### DESCRIPTION OF THE TASK
Give back an exact copy of the lines in the records below, from the line that has "Target: white cloud" through the line that has "The response should indicate, for every instance of the tan", and nothing besides.
______________________________
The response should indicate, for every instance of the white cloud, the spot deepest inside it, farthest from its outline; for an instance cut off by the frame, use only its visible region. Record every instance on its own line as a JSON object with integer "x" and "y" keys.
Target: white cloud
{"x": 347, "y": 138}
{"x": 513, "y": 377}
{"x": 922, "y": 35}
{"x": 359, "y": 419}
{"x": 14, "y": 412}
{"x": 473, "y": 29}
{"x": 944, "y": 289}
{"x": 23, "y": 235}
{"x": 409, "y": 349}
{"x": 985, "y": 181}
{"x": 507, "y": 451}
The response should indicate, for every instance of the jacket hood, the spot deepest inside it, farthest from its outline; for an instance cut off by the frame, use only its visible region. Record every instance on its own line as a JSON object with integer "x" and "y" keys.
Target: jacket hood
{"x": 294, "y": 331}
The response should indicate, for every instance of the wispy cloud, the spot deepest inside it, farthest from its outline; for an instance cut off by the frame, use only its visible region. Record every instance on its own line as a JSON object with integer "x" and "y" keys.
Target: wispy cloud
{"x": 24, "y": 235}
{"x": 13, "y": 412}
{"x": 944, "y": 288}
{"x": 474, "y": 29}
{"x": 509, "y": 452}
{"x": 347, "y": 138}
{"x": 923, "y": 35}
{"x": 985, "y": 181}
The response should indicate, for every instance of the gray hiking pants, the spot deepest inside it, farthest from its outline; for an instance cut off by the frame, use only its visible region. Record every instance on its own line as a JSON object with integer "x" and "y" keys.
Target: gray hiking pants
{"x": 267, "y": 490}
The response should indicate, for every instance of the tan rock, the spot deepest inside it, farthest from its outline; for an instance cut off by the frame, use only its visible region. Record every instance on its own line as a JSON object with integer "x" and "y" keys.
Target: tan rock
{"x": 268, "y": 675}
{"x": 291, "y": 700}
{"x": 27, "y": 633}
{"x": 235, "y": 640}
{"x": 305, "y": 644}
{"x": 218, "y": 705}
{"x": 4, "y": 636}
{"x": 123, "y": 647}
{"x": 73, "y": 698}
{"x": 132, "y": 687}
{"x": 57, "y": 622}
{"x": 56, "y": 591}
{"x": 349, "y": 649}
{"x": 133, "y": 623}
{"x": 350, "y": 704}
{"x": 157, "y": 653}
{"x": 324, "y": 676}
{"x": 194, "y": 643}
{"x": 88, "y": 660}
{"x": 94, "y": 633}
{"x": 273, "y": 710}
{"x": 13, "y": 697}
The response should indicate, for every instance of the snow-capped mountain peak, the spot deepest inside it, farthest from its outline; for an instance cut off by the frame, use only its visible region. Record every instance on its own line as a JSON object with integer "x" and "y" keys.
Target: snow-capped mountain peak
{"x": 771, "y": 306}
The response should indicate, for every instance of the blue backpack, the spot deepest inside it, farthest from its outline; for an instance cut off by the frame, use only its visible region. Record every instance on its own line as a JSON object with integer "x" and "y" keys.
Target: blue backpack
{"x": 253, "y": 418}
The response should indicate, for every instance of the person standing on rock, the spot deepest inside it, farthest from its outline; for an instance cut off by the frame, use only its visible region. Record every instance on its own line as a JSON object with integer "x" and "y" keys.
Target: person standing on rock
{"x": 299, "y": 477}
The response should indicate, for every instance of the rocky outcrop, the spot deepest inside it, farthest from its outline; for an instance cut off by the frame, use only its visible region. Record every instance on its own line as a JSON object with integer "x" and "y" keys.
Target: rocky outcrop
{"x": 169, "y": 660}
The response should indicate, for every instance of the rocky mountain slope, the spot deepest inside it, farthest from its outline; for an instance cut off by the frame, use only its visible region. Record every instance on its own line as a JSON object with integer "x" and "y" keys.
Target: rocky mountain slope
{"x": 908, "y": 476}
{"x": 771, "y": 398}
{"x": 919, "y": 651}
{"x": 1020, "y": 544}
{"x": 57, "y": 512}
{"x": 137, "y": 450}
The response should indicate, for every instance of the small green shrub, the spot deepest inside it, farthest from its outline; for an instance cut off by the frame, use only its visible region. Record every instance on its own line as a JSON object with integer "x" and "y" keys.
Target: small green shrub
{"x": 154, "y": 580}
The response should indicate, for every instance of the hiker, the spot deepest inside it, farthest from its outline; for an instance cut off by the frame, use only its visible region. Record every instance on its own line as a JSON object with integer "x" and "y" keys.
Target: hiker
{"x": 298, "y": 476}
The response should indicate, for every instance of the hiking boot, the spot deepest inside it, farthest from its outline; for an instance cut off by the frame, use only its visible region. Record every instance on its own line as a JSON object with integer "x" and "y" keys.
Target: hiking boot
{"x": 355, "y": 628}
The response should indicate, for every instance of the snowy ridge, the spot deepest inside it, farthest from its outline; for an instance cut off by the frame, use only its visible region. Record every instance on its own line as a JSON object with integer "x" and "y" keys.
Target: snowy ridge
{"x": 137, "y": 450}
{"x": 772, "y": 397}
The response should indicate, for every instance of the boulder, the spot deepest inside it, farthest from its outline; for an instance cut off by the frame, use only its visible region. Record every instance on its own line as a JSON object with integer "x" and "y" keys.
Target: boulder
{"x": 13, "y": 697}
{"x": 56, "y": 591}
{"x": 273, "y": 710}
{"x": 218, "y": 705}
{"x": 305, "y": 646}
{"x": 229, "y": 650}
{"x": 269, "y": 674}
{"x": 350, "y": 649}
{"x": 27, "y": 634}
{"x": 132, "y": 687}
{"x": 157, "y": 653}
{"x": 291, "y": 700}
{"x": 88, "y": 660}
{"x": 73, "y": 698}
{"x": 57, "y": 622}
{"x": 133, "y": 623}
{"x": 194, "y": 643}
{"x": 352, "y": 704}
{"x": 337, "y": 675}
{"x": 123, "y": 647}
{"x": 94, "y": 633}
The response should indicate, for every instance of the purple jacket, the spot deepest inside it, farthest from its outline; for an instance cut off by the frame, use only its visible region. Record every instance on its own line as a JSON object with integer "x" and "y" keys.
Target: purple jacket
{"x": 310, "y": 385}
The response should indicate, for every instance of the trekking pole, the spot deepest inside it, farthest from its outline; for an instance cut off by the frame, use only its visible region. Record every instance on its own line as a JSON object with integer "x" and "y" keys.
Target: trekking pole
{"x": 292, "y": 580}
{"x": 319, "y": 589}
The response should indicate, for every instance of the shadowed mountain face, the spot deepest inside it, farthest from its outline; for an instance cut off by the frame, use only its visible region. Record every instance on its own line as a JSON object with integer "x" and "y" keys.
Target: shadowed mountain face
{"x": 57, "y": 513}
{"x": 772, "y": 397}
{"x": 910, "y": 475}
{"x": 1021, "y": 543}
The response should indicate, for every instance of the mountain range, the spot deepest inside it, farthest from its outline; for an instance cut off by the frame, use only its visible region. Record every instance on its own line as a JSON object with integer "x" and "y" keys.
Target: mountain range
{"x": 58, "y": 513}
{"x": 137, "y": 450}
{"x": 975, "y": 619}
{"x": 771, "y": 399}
______________________________
### WRITTEN SOLUTION
Target: white cloud
{"x": 347, "y": 138}
{"x": 513, "y": 377}
{"x": 922, "y": 35}
{"x": 359, "y": 419}
{"x": 14, "y": 412}
{"x": 473, "y": 29}
{"x": 944, "y": 289}
{"x": 23, "y": 235}
{"x": 409, "y": 349}
{"x": 985, "y": 181}
{"x": 507, "y": 451}
The response should indicate, for every instance of the jacket hood, the spot deepest inside it, farthest from its outline; for an instance cut off by the frame, use only its visible region. Record every instance on its own line as a JSON object with integer "x" and "y" keys.
Target: jacket hood
{"x": 294, "y": 331}
The response should indicate, for every instance of the wispy cloud, the spot deepest inside it, farthest from its outline; for an instance cut off by the frame, use only its visible region. Record every instance on its own line as a JSON object with integer "x" and "y" keys.
Target: wispy cloud
{"x": 24, "y": 235}
{"x": 13, "y": 412}
{"x": 944, "y": 288}
{"x": 474, "y": 29}
{"x": 509, "y": 452}
{"x": 347, "y": 138}
{"x": 923, "y": 35}
{"x": 985, "y": 181}
The response should indicate, for every instance of the gray hiking pants, the spot deepest inside it, farthest from its outline; for an instance cut off by the frame, use only its visible region. Record every instance on its own line as a JSON object with integer "x" and "y" keys.
Target: gray hiking pants
{"x": 267, "y": 490}
The response should indicate, for every instance of the tan rock, the spot deepest inside it, farthest from its outline; for an instance cut off by the frame, use only its visible region. Record every instance on its own line as a JSON object with integer "x" and "y" keys.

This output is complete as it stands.